_Assignment:_
Copy each line of the entries that includes the word "rear".
- - -
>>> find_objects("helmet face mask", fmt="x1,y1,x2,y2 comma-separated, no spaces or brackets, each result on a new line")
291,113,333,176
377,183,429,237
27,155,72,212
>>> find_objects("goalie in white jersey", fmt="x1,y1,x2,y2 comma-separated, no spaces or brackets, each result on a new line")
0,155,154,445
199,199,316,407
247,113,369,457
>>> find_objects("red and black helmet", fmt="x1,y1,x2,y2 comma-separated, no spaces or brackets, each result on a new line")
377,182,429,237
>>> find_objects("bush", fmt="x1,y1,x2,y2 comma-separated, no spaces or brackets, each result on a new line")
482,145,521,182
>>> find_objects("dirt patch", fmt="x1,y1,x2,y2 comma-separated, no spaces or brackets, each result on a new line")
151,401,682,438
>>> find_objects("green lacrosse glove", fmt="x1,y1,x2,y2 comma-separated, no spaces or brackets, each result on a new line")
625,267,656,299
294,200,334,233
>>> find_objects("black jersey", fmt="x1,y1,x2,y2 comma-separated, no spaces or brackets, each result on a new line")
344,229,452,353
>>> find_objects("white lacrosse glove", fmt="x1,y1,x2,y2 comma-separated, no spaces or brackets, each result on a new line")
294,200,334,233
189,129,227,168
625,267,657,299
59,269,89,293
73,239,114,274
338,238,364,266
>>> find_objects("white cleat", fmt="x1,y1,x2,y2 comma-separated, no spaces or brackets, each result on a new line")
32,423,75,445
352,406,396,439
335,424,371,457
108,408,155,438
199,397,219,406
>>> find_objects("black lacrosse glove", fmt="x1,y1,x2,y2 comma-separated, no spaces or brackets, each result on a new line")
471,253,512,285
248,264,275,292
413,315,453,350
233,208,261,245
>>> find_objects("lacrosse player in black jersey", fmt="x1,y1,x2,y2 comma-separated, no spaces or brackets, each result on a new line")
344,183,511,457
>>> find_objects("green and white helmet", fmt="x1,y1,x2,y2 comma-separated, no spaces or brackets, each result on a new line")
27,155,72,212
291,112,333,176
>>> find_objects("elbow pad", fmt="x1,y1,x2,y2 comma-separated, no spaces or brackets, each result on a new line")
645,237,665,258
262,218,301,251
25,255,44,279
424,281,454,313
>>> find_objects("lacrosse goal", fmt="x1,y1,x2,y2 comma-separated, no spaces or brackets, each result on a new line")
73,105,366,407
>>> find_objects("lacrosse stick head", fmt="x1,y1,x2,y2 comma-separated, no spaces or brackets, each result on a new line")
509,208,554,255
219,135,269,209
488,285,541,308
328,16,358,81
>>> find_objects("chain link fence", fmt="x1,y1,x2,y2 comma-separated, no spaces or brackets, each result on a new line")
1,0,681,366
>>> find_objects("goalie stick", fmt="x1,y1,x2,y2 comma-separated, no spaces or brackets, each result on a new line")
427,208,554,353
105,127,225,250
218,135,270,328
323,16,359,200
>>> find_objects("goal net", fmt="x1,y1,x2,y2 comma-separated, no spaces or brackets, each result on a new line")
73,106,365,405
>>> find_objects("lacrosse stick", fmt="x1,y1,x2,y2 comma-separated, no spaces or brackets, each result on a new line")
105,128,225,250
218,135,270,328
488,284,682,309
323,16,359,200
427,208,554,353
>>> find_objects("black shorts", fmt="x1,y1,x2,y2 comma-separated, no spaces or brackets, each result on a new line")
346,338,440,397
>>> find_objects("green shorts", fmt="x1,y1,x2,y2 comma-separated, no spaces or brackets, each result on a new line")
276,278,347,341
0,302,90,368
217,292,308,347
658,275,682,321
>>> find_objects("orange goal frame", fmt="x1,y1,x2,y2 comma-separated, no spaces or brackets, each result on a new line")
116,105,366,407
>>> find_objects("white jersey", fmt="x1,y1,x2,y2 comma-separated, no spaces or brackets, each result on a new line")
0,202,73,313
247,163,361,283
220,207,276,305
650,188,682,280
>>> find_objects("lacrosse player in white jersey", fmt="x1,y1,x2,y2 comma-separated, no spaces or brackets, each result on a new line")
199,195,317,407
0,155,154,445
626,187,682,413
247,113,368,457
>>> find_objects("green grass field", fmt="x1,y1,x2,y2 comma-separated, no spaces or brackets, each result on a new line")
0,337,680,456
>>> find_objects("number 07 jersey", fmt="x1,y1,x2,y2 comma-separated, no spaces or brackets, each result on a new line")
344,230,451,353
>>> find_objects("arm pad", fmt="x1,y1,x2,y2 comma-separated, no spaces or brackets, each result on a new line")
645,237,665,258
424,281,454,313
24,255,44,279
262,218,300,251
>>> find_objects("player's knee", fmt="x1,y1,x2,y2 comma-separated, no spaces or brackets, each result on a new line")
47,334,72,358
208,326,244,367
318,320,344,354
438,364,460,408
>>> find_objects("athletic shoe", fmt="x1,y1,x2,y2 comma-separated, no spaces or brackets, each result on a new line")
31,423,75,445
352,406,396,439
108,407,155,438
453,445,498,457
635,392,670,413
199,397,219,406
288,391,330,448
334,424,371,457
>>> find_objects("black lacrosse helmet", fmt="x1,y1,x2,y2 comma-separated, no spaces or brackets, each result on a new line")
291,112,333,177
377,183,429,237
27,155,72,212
- - -
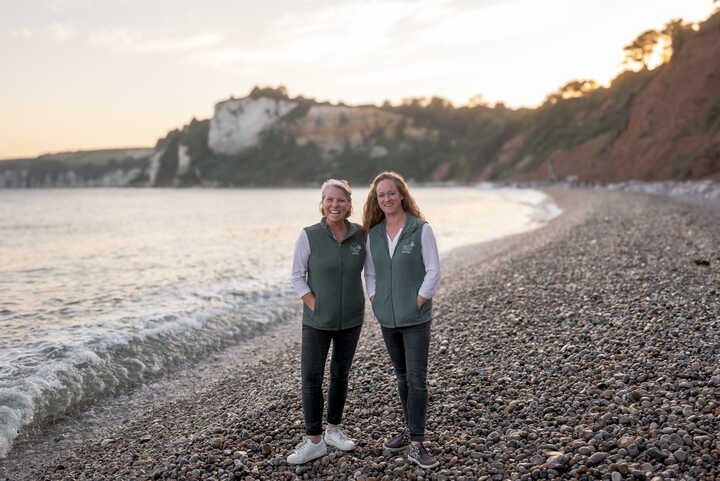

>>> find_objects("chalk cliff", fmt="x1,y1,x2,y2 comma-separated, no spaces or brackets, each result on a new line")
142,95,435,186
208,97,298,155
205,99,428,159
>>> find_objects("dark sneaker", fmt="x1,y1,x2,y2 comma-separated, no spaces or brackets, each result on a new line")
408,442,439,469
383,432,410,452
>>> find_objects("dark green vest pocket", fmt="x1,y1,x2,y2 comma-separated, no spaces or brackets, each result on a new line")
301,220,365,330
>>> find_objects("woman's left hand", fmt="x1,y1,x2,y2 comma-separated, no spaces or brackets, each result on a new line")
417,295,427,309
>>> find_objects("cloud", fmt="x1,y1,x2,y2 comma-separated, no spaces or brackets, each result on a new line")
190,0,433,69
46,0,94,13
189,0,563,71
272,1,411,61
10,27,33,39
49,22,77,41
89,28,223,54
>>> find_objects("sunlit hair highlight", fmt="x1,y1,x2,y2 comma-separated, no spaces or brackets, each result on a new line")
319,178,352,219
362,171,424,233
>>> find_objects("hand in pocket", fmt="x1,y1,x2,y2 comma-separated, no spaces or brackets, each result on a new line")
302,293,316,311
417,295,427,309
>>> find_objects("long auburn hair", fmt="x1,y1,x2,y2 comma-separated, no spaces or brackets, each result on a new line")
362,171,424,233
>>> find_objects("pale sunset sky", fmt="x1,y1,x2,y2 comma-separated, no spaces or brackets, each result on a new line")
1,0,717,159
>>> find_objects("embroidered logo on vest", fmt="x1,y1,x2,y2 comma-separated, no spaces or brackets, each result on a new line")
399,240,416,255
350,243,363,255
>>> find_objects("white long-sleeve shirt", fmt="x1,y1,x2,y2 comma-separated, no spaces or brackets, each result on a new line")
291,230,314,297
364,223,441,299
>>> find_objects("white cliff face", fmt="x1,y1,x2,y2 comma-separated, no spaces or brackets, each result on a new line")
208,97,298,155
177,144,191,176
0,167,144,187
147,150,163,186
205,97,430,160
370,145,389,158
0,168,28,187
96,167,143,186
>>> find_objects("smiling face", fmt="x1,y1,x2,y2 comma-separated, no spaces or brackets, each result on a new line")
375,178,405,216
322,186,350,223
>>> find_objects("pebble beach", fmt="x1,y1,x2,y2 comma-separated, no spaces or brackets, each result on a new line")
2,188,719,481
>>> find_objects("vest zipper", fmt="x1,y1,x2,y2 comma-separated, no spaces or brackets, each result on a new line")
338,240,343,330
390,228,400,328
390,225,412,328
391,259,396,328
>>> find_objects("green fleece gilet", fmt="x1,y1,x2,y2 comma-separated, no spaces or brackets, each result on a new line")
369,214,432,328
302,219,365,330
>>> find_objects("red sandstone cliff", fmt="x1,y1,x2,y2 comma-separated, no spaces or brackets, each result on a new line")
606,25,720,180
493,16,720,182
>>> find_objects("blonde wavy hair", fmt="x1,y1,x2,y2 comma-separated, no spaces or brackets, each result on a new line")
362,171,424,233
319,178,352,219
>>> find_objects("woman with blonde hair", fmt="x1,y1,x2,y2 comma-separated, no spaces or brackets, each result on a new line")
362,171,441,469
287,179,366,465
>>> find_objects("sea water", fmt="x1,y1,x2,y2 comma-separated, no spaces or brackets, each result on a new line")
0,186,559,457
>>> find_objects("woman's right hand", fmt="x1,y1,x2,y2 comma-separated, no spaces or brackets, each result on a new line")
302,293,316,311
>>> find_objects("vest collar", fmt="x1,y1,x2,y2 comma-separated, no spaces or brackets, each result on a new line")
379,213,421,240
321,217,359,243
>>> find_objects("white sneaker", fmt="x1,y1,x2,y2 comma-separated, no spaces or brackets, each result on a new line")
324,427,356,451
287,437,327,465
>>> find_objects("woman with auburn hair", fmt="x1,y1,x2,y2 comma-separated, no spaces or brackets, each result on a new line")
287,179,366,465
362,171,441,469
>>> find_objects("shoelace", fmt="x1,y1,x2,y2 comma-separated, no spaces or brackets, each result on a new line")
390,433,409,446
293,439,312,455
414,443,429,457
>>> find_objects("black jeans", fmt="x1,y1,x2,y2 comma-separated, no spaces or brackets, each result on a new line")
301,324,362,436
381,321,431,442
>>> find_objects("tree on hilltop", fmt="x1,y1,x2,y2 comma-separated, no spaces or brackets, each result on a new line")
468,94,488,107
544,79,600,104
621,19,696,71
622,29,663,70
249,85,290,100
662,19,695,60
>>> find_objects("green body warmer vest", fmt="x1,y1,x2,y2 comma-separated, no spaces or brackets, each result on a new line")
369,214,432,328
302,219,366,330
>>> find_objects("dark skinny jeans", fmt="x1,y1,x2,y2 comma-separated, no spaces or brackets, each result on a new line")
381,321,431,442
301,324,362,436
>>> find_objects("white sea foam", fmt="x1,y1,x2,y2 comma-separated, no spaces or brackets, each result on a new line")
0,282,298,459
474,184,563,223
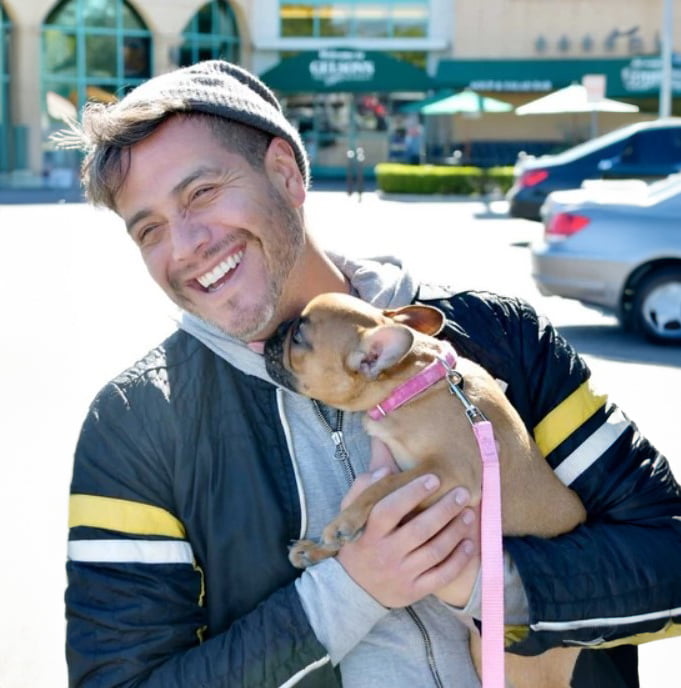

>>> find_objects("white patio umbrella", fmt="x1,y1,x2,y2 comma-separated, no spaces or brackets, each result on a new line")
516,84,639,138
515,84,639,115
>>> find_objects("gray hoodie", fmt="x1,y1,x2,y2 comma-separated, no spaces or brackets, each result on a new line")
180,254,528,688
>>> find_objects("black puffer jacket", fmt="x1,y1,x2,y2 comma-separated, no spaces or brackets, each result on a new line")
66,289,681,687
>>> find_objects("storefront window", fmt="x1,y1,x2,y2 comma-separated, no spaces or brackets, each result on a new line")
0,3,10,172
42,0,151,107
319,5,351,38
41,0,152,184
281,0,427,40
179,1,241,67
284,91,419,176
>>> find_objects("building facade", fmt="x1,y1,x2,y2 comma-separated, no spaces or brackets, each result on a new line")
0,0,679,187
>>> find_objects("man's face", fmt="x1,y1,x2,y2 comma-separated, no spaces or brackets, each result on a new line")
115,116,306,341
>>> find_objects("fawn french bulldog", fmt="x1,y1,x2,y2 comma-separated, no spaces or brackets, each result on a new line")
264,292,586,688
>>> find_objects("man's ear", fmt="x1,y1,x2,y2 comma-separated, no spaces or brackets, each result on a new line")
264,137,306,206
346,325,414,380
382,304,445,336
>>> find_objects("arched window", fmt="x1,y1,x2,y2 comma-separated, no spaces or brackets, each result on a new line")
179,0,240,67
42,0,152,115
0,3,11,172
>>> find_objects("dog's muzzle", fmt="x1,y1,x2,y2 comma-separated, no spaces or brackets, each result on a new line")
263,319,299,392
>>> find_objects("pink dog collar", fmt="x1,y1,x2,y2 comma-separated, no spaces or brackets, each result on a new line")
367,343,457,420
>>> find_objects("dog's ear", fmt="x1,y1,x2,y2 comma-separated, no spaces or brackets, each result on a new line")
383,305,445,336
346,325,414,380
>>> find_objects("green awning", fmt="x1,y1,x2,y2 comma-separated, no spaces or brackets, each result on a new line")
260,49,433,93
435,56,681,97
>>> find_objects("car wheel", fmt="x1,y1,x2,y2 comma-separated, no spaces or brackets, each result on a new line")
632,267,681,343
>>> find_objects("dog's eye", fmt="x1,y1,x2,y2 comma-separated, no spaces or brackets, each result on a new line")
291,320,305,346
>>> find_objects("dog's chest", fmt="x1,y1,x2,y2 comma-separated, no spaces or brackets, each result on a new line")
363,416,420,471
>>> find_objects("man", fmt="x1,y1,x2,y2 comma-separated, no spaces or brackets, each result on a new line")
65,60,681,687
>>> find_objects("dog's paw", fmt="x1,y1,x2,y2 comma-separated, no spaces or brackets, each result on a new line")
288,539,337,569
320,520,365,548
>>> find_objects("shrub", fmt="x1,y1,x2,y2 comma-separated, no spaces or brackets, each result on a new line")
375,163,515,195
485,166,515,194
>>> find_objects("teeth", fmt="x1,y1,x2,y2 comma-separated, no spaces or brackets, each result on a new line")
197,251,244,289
- - -
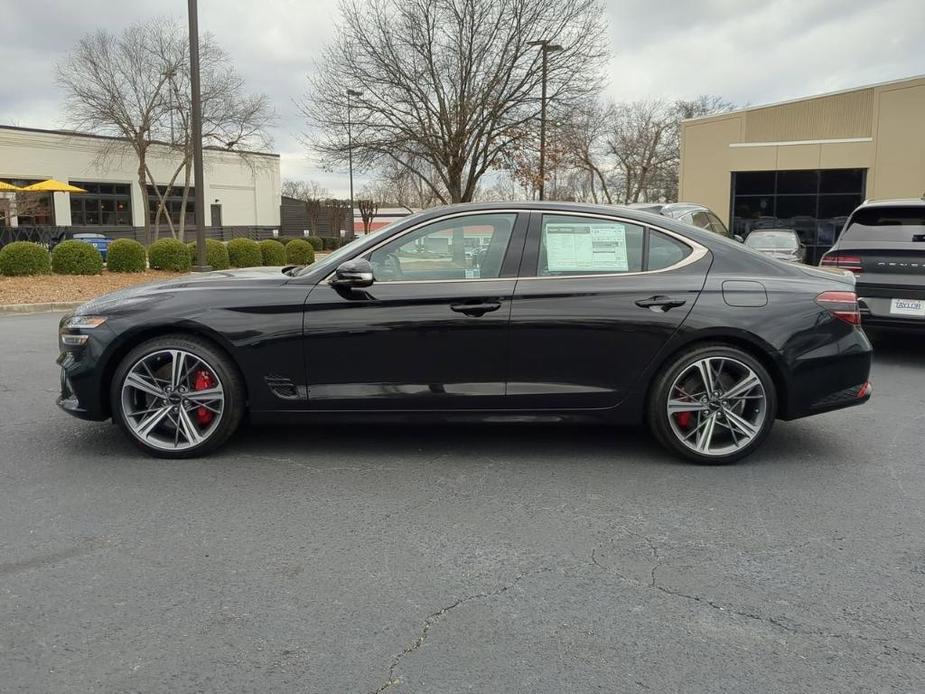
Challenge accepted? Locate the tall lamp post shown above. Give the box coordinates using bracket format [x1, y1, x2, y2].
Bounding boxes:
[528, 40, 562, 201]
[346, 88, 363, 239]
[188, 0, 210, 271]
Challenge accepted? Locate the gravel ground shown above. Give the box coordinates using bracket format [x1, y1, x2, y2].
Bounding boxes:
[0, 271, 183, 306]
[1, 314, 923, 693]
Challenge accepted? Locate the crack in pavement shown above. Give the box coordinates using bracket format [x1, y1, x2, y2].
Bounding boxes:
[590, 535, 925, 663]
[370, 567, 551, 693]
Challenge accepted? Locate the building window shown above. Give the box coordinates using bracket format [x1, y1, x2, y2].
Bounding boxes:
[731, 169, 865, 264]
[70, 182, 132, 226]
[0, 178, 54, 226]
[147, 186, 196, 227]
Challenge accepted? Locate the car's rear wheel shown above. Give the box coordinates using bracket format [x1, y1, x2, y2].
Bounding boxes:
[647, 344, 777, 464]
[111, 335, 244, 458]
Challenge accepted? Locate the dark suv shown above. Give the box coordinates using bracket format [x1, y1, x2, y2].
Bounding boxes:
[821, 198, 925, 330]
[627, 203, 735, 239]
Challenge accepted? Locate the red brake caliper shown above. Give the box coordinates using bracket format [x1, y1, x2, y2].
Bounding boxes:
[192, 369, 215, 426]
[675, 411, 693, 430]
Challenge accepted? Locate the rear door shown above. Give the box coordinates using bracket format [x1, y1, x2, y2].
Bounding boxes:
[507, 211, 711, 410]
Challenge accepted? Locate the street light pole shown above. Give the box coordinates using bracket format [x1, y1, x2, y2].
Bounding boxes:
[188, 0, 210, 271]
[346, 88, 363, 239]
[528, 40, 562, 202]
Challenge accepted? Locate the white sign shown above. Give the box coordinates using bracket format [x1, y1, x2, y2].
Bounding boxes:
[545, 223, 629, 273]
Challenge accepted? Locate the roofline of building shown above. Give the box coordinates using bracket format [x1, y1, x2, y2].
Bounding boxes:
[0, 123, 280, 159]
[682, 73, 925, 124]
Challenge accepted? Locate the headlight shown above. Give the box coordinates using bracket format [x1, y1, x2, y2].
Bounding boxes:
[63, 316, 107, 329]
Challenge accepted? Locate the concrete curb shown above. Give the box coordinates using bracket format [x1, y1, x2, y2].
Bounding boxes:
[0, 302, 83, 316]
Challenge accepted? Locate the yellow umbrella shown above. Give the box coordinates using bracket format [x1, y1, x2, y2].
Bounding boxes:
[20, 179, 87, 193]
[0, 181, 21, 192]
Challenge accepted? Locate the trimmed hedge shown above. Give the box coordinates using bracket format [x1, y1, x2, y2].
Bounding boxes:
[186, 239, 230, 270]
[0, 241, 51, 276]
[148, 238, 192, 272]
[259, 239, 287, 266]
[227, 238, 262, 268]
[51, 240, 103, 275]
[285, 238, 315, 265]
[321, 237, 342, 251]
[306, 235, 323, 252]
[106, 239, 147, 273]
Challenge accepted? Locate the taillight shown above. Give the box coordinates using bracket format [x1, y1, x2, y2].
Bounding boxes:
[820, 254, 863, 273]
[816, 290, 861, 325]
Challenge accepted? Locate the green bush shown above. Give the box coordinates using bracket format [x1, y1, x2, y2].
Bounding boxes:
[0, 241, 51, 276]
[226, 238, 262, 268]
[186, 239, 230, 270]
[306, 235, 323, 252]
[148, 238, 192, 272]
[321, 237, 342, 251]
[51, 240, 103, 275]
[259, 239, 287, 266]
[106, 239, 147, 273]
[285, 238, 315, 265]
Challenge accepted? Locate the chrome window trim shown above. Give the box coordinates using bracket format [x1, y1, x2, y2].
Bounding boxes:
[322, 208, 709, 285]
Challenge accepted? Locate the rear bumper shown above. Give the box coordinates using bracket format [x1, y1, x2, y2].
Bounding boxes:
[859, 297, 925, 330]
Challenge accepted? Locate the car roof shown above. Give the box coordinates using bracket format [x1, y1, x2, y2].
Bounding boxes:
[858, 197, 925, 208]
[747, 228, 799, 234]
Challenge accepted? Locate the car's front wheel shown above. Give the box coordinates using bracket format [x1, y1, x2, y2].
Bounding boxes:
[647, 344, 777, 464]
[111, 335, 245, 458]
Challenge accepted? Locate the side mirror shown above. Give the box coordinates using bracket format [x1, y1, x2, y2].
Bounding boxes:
- - -
_Final answer:_
Challenge accepted? Locate the car's rear wheel shown above. Give the box coordinates using bracket format [x1, y1, x2, y2].
Challenge accepted? Locate the rear door shown above. Give the box coordinates using bracket format [x1, y1, x2, y2].
Challenge accepted? Locate the rear bumper shown above. Give the box coordinates using bracket format [x1, y1, x2, y2].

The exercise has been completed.